Problem description
The answer must be the complete listing, reproduced exactly.

-----

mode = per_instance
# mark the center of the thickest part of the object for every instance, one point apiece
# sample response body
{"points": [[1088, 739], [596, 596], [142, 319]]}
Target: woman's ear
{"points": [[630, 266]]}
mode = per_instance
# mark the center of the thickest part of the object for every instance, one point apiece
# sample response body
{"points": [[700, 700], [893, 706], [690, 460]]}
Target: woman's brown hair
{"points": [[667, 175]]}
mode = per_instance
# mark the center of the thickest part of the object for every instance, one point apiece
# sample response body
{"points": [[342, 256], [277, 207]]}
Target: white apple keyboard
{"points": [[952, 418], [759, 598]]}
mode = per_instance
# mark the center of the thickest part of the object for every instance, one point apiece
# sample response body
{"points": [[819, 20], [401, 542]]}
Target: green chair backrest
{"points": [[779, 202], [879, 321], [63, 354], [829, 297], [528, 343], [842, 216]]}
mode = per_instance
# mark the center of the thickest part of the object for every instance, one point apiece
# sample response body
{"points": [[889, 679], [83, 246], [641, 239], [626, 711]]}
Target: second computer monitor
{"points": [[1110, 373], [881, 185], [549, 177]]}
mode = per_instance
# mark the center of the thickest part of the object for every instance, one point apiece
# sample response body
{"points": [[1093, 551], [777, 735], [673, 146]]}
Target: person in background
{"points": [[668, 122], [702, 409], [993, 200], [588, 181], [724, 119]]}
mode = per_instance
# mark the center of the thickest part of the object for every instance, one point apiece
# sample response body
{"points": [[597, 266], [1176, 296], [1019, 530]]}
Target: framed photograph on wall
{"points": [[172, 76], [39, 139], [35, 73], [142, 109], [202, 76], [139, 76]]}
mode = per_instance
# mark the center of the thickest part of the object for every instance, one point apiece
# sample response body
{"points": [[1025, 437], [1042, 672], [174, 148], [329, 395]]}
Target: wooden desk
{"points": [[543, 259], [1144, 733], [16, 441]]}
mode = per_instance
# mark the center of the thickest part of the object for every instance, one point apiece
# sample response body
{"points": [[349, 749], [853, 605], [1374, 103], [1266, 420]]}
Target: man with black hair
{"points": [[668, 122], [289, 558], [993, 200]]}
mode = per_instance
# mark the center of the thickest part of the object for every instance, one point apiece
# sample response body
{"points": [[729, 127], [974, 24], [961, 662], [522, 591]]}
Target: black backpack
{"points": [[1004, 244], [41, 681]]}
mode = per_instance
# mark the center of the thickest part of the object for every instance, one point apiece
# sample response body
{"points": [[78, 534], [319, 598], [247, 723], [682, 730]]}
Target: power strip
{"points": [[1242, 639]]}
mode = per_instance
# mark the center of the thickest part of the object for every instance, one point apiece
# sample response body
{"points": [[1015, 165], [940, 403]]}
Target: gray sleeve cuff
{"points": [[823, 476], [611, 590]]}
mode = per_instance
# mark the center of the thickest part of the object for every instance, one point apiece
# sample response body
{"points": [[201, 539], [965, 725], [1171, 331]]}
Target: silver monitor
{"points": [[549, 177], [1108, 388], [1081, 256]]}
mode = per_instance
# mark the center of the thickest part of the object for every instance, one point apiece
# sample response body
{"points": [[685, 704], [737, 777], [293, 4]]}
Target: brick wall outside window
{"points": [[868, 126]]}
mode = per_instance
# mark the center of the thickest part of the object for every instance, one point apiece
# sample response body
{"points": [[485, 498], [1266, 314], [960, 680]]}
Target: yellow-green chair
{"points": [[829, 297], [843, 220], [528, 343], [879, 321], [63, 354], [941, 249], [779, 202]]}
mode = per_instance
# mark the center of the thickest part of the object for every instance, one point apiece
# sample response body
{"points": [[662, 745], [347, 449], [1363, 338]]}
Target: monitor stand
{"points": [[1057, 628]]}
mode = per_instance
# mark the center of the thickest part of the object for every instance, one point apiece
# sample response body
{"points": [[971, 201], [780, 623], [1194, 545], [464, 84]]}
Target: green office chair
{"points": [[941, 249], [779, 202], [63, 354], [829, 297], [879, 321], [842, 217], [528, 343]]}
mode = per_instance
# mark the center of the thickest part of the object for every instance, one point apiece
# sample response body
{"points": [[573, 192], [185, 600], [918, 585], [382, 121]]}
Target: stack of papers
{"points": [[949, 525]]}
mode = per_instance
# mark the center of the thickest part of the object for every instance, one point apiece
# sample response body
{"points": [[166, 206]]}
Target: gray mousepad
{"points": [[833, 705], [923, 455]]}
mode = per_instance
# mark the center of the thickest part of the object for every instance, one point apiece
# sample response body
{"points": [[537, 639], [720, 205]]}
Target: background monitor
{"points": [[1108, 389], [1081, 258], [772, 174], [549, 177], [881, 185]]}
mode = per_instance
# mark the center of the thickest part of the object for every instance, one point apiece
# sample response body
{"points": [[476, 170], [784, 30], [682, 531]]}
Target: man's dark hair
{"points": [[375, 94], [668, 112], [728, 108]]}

-----

Exercise answer
mode = per_instance
# mark the center of the thickest part of the object for every instance, one point apiece
# sample response body
{"points": [[1088, 739], [596, 596], [142, 319]]}
Target: woman's ear
{"points": [[630, 266]]}
mode = per_instance
# mark the center of the thickest part of the object for every instance, one point apiece
# sample response body
{"points": [[700, 700], [893, 706], [690, 460]]}
Target: woman's brown hair
{"points": [[667, 175]]}
mode = per_instance
# mark the center of the thickest part of the object for every instance, one point apiece
# sample response body
{"points": [[342, 256], [277, 207]]}
Target: white apple keyboard
{"points": [[952, 418], [759, 598]]}
mode = per_instance
# mark the center of the thickest part of the object for every instance, one point apiece
# sample response body
{"points": [[819, 20], [401, 542]]}
Target: green chair backrest
{"points": [[779, 202], [879, 321], [63, 354], [829, 297], [528, 343], [842, 216]]}
mode = per_instance
# mark the center of the thickest part of the object for every instance, one point apiece
# sample response body
{"points": [[889, 679], [83, 246], [641, 239], [626, 711]]}
Target: second computer monitor
{"points": [[1110, 373], [881, 185], [549, 177]]}
mode = per_instance
# mark the center of the thickest part of the object for every instance, one point apiece
# sample response body
{"points": [[1093, 551], [777, 735], [673, 146]]}
Target: person in background
{"points": [[668, 122], [702, 409], [993, 200], [588, 181], [724, 119]]}
mode = per_instance
# mark the center of the thickest part of the object for every instance, one point apiece
# sample response body
{"points": [[597, 266], [1176, 296], [1019, 530]]}
Target: framed photograph on wall
{"points": [[172, 76], [39, 139], [35, 73], [142, 109], [202, 76], [139, 76]]}
mode = per_instance
# mark the center of the thickest part of the object for every instance, one point apiece
# sample response body
{"points": [[1025, 437], [1042, 672], [174, 148], [329, 395]]}
Target: wooden desk
{"points": [[543, 259], [1144, 733], [16, 441]]}
mode = per_instance
# mark the center of the thickest part of the object for every instance, one point apiece
# sample response body
{"points": [[349, 749], [853, 605], [1374, 103], [1266, 420]]}
Target: man with black hair
{"points": [[668, 122], [289, 558], [993, 200]]}
mode = per_instance
# mark the center of the thickest part of the object for every instance, one point apiece
# sample response body
{"points": [[729, 127], [974, 24], [961, 662], [522, 591]]}
Target: black backpack
{"points": [[1004, 244], [41, 681]]}
mode = per_instance
# mark the center of the thickest part of the object for every instance, one point apiece
# sample response body
{"points": [[78, 534], [319, 598], [247, 723], [682, 730]]}
Target: power strip
{"points": [[1242, 639]]}
mode = per_instance
# mark the center of the thickest part of the object for every instance, one point apiece
# sample response body
{"points": [[1015, 165], [940, 403]]}
Target: gray sleeve cuff
{"points": [[823, 476], [611, 590]]}
mode = per_instance
# mark the center of the thickest part of the object for every instance, one point apiece
# sample response body
{"points": [[201, 539], [965, 725], [1171, 331]]}
Target: silver monitor
{"points": [[549, 177], [1108, 388], [1081, 256]]}
mode = per_instance
# mark the center of the thickest part of the object for every instance, one point apiece
# sample response body
{"points": [[685, 704], [737, 777], [293, 4]]}
Target: brick wall outside window
{"points": [[868, 126]]}
mode = per_instance
# mark the center of the thickest part of the object for every instance, one point apiece
# sample response body
{"points": [[485, 498], [1266, 314], [960, 680]]}
Target: yellow-green chair
{"points": [[829, 297], [843, 220], [528, 343], [879, 321], [63, 354], [941, 249], [779, 202]]}
mode = per_instance
# mark the center of the thickest part of the object for every instance, one point apiece
# sample response body
{"points": [[662, 745], [347, 449], [1363, 338]]}
Target: monitor stand
{"points": [[1057, 628]]}
mode = per_instance
# mark the center of the thickest part of the object for every instance, one point apiece
# sample response body
{"points": [[971, 201], [780, 623], [1194, 545], [464, 84]]}
Target: green office chair
{"points": [[941, 249], [779, 202], [63, 354], [829, 297], [879, 321], [842, 217], [528, 343]]}
mode = per_instance
# mark the center of the thickest part of the object for every instance, one point apiece
# sample response body
{"points": [[573, 192], [185, 600], [918, 585], [382, 121]]}
Target: stack of papers
{"points": [[949, 525]]}
mode = per_instance
# mark the center of the thickest part of the object for every instance, one point apiece
# sample response body
{"points": [[166, 206]]}
Target: gray mousepad
{"points": [[833, 705], [923, 455]]}
mode = per_instance
# mark the center of the thickest part of the object for every instance, one point apiece
# sample response body
{"points": [[537, 639], [720, 205]]}
Target: background monitor
{"points": [[1108, 389], [1081, 258], [772, 174], [549, 177], [881, 185]]}
mode = per_instance
# mark the center of the thickest part of the object for every instance, one point apiece
# sample response body
{"points": [[476, 170], [784, 30], [682, 531]]}
Target: man's dark hair
{"points": [[375, 94], [668, 112], [728, 108]]}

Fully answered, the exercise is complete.